== PASSAGE GIVEN ==
^^^^^^^^^^^^^^^^

- Digital cover

EP by The Boyz
- Released: September 21, 2020
- Recorded: 2020
- Language: Korean
- Labels: Cre.ker Entertainment; Kakao M;

The Boyz chronology
| Reveal (2020) | Chase (2020) | Breaking Dawn (2021) |

Singles from Chase
- "The Stealer" Released: September 21, 2020;

= Chase (The Boyz EP) =

Chase is the fifth extended play (EP) by South Korean boy group The Boyz. It was released on September 21, 2020 under Cre.ker Entertainment. It is available in three versions and contains six tracks, with "The Stealer" released as the lead single.

Notable songwriters such as Andreas Öberg, Daniel "Obi" Klein, Charli Taft, and SM Entertainment songwriters and producers Kenzie, Jo Yoon-kyung, and Coach & Sendo contributed to the EP.

==Background==
The group's first comeback since winning Road to Kingdom was confirmed on August 17.

The comeback date was announced on September 7, along with teaser posters featuring the members. A promotional video titled "Breaking News" was released on September 9. The first batch of concept photos were released on September 10. A second batch of concept photos was released on September 12. The album's track list was released on September 13. On September 14, a second promotional video titled "The Stealers' Tricks" was released. A third batch of concept photos was released on September 15. The album's highlight medley was released on September 16.

A teaser for the music video was released on September 18, with the full music video released on September 21.

^^^^^^^^^^^^^^^^

== DIRECTION A ==
Please give again every line of the entries from the one containing "drop a dot on every instance of the low table" down to the end of the entries. Leave the requests unchanged, but scale each x and y coordinate in the answers by 1.75 and round it to a whole number, with halves going up; return only those lines.

^^^^^^^^^^^^^^^^

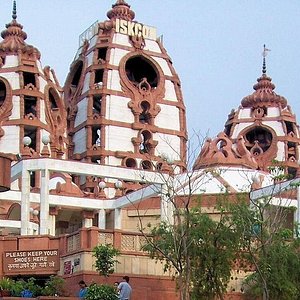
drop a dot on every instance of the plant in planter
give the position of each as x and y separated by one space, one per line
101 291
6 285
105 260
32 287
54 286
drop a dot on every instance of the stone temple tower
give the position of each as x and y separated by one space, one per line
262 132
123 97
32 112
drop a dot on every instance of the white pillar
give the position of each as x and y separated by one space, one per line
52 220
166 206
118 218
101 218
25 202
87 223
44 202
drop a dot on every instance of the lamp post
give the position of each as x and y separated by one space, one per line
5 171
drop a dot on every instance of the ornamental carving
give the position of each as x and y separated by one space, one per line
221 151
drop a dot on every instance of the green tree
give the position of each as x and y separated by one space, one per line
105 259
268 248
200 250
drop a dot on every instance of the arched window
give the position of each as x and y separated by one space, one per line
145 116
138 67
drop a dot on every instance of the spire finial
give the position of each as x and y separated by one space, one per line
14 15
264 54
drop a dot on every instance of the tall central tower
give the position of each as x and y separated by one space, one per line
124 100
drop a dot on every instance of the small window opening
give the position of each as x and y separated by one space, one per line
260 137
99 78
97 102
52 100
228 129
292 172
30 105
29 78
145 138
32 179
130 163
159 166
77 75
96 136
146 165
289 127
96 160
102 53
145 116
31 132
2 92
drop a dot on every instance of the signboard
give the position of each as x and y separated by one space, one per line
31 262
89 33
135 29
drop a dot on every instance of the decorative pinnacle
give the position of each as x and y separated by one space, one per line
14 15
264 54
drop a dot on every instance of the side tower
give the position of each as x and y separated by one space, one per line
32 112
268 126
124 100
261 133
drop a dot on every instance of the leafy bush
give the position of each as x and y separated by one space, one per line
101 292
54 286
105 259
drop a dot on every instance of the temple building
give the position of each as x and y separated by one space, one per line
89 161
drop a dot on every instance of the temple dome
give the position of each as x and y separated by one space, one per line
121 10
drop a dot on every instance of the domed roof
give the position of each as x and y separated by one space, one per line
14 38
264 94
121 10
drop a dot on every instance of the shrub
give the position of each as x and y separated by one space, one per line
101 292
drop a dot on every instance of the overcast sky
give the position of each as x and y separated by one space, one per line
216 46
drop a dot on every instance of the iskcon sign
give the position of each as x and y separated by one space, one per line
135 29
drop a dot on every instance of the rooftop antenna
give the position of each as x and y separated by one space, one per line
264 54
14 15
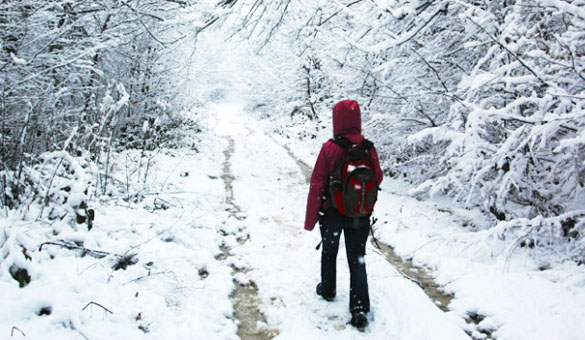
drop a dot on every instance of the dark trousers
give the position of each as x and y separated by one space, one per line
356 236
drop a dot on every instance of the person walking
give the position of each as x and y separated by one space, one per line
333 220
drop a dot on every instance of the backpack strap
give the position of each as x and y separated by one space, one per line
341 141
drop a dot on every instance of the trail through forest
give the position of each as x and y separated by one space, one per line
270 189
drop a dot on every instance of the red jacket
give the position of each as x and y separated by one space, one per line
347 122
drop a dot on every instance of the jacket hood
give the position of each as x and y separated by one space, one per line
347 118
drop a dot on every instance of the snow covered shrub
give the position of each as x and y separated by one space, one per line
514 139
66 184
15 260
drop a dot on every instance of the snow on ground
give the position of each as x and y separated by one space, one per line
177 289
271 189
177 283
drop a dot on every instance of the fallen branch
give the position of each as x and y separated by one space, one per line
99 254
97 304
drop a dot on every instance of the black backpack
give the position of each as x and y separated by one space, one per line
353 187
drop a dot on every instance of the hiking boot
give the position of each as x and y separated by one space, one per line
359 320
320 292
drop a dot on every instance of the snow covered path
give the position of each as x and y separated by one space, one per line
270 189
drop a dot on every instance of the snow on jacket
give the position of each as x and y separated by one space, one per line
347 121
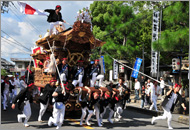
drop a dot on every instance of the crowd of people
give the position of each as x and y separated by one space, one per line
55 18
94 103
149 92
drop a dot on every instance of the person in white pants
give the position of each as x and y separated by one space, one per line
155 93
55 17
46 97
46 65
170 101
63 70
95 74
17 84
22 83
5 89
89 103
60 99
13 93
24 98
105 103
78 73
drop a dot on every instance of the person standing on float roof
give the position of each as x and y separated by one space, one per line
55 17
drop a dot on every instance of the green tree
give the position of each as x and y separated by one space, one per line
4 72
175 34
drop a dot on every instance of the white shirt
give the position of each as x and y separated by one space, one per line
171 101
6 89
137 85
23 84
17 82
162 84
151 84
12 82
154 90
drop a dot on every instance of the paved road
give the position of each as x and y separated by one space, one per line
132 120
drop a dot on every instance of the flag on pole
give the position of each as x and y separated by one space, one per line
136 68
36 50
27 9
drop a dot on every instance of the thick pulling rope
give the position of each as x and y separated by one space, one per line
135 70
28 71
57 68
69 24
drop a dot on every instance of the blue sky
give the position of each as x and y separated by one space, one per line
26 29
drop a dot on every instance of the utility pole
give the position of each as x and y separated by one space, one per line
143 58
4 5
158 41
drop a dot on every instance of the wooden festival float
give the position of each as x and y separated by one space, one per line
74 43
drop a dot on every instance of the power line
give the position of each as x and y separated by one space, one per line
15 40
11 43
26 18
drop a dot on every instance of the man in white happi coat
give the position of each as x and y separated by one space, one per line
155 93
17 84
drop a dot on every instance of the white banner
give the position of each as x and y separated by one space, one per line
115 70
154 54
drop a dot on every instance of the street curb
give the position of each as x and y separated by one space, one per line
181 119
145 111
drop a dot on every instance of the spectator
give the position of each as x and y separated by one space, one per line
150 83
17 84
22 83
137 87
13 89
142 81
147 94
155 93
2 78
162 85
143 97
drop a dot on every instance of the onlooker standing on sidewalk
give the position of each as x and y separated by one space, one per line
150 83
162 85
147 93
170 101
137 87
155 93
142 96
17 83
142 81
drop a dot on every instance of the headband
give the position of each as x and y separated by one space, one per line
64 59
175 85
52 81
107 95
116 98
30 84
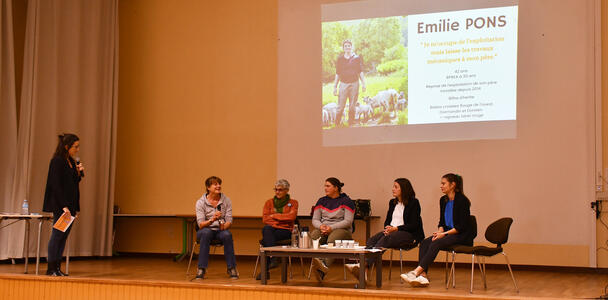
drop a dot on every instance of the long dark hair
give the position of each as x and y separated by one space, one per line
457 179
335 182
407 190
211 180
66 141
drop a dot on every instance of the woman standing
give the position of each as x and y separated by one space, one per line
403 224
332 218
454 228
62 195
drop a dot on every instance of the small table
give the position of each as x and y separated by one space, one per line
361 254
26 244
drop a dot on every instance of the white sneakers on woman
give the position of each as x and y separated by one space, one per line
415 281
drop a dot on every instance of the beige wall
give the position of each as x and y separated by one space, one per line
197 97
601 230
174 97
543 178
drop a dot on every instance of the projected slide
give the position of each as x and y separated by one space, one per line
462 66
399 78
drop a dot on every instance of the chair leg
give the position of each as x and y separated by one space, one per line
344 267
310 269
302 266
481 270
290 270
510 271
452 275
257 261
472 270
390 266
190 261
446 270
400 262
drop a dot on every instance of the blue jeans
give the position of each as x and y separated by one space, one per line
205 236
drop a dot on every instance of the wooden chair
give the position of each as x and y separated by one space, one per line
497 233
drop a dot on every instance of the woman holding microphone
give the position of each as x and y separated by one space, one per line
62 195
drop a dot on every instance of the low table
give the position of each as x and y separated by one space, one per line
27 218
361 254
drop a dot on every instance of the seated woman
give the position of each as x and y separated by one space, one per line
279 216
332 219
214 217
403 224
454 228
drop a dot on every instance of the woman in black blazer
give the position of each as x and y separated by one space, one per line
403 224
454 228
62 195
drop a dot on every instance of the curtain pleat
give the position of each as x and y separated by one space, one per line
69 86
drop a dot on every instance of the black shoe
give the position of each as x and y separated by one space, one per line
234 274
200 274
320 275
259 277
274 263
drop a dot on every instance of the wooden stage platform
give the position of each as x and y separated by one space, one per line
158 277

^^^^^^^^^^^^^^^^

== DIRECTION B ==
According to the Chase EP article, on what date was the group's first comeback since winning Road to Kingdom confirmed?

== WRITTEN ANSWER A ==
drop a dot on every instance of the low table
give the position of each as x and y separated by one space, one per line
47 382
632 445
drop a dot on every instance of the seated woman
give the position of each as x and y separated by one space, one per line
488 378
581 383
375 380
705 392
795 399
drop a dot on every instance of the woman in black blazer
give the position of each as x and y separated by one space, one per line
705 392
795 399
109 341
drop a dot on every instance of the curtain pleat
give the position of each as x and y separated by one space, one per line
121 151
drop a dot on every instance of the black shoe
give the position of each as x and y separated by one space, one per line
410 480
350 480
560 481
453 485
480 460
drop a dot on every instance of the wooden stage platform
give the position of each as x and y separated by one space, one per line
277 485

== WRITTEN ANSWER B ==
August 17